## BEGIN Records for the exercise
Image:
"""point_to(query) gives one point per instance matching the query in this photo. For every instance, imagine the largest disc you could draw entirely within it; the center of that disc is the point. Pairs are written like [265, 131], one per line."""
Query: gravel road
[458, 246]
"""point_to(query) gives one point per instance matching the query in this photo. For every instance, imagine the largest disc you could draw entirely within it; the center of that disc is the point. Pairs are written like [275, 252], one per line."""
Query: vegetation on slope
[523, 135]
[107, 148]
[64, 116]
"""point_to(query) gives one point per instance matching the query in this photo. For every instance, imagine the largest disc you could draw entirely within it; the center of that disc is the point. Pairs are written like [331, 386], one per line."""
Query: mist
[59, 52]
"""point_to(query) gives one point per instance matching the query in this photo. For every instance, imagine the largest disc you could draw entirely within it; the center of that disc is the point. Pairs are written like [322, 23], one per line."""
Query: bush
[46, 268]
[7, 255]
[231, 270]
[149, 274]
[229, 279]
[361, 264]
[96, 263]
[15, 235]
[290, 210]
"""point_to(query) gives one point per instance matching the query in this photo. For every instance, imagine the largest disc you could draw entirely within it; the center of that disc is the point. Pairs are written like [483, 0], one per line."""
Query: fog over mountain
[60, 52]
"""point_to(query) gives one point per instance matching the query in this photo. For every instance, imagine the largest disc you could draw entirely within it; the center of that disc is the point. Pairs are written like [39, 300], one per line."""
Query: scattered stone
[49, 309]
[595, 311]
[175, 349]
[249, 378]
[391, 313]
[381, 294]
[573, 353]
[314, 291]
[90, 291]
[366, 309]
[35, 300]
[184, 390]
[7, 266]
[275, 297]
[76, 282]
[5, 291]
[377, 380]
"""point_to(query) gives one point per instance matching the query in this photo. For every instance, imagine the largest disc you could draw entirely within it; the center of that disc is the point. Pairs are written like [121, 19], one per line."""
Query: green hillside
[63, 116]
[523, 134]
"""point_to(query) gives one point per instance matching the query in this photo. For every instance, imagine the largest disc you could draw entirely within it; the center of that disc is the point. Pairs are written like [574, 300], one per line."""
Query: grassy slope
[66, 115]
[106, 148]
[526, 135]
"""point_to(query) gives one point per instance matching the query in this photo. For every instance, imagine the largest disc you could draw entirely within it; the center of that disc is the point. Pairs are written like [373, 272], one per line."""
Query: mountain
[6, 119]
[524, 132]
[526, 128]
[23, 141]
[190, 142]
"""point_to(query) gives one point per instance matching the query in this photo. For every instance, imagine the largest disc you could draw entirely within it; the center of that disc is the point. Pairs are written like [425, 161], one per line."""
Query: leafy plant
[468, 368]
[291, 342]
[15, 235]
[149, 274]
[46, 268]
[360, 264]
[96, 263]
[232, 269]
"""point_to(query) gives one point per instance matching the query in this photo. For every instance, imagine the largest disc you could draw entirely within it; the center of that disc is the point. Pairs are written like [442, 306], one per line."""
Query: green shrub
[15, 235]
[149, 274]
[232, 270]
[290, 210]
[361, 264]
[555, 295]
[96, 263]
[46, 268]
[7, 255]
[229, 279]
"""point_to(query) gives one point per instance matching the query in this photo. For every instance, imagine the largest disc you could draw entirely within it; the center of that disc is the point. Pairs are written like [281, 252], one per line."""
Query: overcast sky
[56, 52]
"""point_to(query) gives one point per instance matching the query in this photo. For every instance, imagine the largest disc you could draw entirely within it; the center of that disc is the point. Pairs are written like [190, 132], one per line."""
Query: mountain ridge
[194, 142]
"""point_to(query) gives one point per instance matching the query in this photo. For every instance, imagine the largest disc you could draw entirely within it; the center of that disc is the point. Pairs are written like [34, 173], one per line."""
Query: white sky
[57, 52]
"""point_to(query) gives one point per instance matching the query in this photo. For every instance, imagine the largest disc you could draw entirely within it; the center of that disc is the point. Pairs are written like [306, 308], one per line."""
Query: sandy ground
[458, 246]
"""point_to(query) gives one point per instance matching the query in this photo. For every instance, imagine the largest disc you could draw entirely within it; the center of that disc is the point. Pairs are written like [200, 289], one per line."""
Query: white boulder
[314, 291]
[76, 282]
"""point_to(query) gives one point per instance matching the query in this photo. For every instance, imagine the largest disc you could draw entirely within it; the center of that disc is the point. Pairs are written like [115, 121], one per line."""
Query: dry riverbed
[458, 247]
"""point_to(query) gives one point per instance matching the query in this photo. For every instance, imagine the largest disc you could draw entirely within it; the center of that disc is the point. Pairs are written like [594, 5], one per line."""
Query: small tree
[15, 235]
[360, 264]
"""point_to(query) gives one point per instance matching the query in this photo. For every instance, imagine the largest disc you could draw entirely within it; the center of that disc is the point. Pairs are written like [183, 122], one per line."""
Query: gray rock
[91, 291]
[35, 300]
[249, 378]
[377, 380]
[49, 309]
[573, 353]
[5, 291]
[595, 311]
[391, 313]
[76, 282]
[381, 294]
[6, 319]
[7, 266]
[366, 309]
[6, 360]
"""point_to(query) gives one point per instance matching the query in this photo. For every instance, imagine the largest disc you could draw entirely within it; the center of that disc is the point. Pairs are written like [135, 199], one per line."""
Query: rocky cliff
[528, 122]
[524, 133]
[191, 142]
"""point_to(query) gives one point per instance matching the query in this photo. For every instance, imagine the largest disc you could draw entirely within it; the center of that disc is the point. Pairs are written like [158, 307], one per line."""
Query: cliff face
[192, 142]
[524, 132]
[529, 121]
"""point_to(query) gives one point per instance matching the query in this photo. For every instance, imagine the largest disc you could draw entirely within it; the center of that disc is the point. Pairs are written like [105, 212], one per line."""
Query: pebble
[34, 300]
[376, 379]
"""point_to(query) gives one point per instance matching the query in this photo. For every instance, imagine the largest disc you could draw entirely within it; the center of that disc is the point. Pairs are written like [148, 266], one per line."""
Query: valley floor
## END Records for the exercise
Reproduce the entries above in full by retyping them exactly.

Image:
"""point_to(query) gives one point per instance matching the query in this photo. For every instance, imagine the largest disc you could draw entirely within it; the center of that disc is the point. Pairs are written like [265, 131], one per line."""
Query: gravel road
[458, 246]
"""point_to(query) gives one point per instance matching the query in this photo. For every instance, imagine the largest disc you could draw entirely within it; the center of that disc is the point. Pairs are written like [275, 252], one per line."""
Query: vegetation on slope
[523, 135]
[107, 148]
[64, 116]
"""point_to(query) gives one point per instance matching the query in this photo. For every instance, imagine the largest disc you could draw entirely within it; the center of that disc is the point. Pairs are written like [331, 386], one per line."""
Query: mist
[59, 52]
"""point_to(query) gives one point per instance matching the query in this photo. For every instance, imagine the largest disc you could draw entirely within it; the center of that disc is the point. Pairs are written like [322, 23], one per line."""
Query: bush
[46, 268]
[7, 255]
[231, 270]
[149, 274]
[229, 279]
[361, 264]
[96, 263]
[15, 235]
[290, 210]
"""point_to(query) gives one point per instance matching the query in this photo. For every instance, imagine the largest disc you could draw entirely within it; the center of that disc is the point. Pairs are written like [483, 0], one per line."""
Query: fog over mountain
[60, 52]
"""point_to(query) gives one point per instance matching the query in this photo. For every instance, imagine the largest disc you could draw entirely within it; the center of that disc is the point. Pairs are written like [39, 300], one per line."""
Query: scattered stone
[49, 309]
[595, 311]
[175, 349]
[249, 378]
[391, 313]
[381, 294]
[573, 353]
[314, 291]
[90, 291]
[366, 309]
[35, 300]
[184, 390]
[7, 266]
[275, 297]
[76, 282]
[5, 291]
[377, 380]
"""point_to(query) gives one point per instance matching the query in this photo. For every instance, imagine the largest disc you could draw entirely within it; the center of that disc is the point. Pairs are written like [121, 19], one per line."""
Query: green hillside
[63, 116]
[523, 134]
"""point_to(query) gives one point per instance matching the query in this photo. For every instance, imagine the largest disc you could draw entirely within it; the center of that disc is the point. Pairs are written like [574, 300], one per line."""
Query: grassy slope
[66, 115]
[106, 148]
[526, 135]
"""point_to(query) gives one point per instance matching the query in this photo. For every instance, imagine the largest disc you could draw entirely within it; the center of that disc is the point. Pairs are written like [373, 272], one per line."""
Query: mountain
[6, 119]
[524, 132]
[526, 128]
[23, 141]
[190, 142]
"""point_to(query) gives one point per instance matching the query in this photo. For every instance, imagine the largest disc you could draw entirely within it; the center of that disc is the point. Pairs are written like [425, 161], one per line."""
Query: leafy plant
[468, 368]
[291, 342]
[15, 235]
[149, 274]
[46, 268]
[360, 264]
[96, 263]
[232, 269]
"""point_to(query) gives one point per instance matching the query in this photo. For every instance, imagine the largest disc you could draw entirely within it; the center of that disc is the point. Pairs are written like [442, 306], one per line."""
Query: green shrub
[15, 235]
[149, 274]
[232, 270]
[290, 210]
[361, 264]
[555, 295]
[96, 263]
[46, 268]
[7, 255]
[229, 279]
"""point_to(query) gives one point per instance matching the query in this photo. For every instance, imagine the largest disc you could draw entirely within it; the center of that disc is the point. Pairs are written like [281, 252], one per line."""
Query: overcast sky
[56, 52]
"""point_to(query) gives one point per instance matching the query in this photo. For every instance, imagine the largest disc you could draw entirely within it; the center of that disc is the point. Pairs are written like [190, 132], one per line."""
Query: mountain ridge
[194, 142]
"""point_to(query) gives one point per instance matching the query in this photo. For every instance, imagine the largest disc you could draw entirely within it; the center of that disc is the point. Pairs are written like [34, 173], one per line."""
Query: white sky
[57, 52]
"""point_to(query) gives one point per instance matching the query in this photo. For every instance, imagine the largest disc you could draw entirely within it; the center of that disc is the point. Pairs are written like [306, 308], one per line."""
Query: sandy ground
[458, 246]
"""point_to(query) gives one point per instance matching the query in this photo. For every instance, imagine the largest disc you could draw entirely within it; the center of that disc is the point. Pairs are written like [200, 289], one per line."""
Query: white boulder
[314, 291]
[76, 282]
"""point_to(query) gives one point per instance matching the query in this photo. For every instance, imagine the largest disc you could draw entirely within it; the center of that disc is the point. Pairs are written like [115, 121], one per line."""
Query: dry riverbed
[458, 247]
"""point_to(query) gives one point per instance matching the query in this photo. For every instance, imagine the largest disc you could draw entirely within it; the center of that disc is the point. Pairs are written like [594, 5], one per line."""
Query: small tree
[15, 235]
[360, 264]
"""point_to(query) gives one point per instance matching the query in this photo. For every instance, imagine the largest disc you could draw entirely within it; the center of that disc is the point. Pairs are written like [183, 122], one per line."""
Query: gray rock
[91, 291]
[35, 300]
[249, 378]
[377, 380]
[49, 309]
[573, 353]
[5, 291]
[595, 311]
[391, 313]
[76, 282]
[381, 294]
[6, 319]
[7, 266]
[366, 309]
[6, 360]
"""point_to(query) gives one point per instance matching the query in this photo. For every instance, imagine the largest disc you could draw entirely within it; the center of that disc is the point. Pairs are written like [135, 199], one per line."""
Query: rocky cliff
[528, 122]
[524, 133]
[191, 142]
"""point_to(query) gives one point per instance matching the query in this photo. For every instance, imagine the largest disc you could draw entirely within it; the center of that disc is the point. Pairs are written like [158, 307], one per line."""
Query: cliff face
[192, 142]
[524, 132]
[529, 121]
"""point_to(query) gives one point per instance matching the query in this photo. For every instance, imagine the largest disc you could draw entirely within it; the center of that disc is the point. Pairs are written like [105, 212], one per line."""
Query: pebble
[34, 300]
[376, 379]
"""point_to(query) gives one point per instance matching the query in this photo. For every instance, imagine the largest disc you could draw entirely within it; the center of that disc is the point. Pairs are written like [148, 266], one per line."""
Query: valley floor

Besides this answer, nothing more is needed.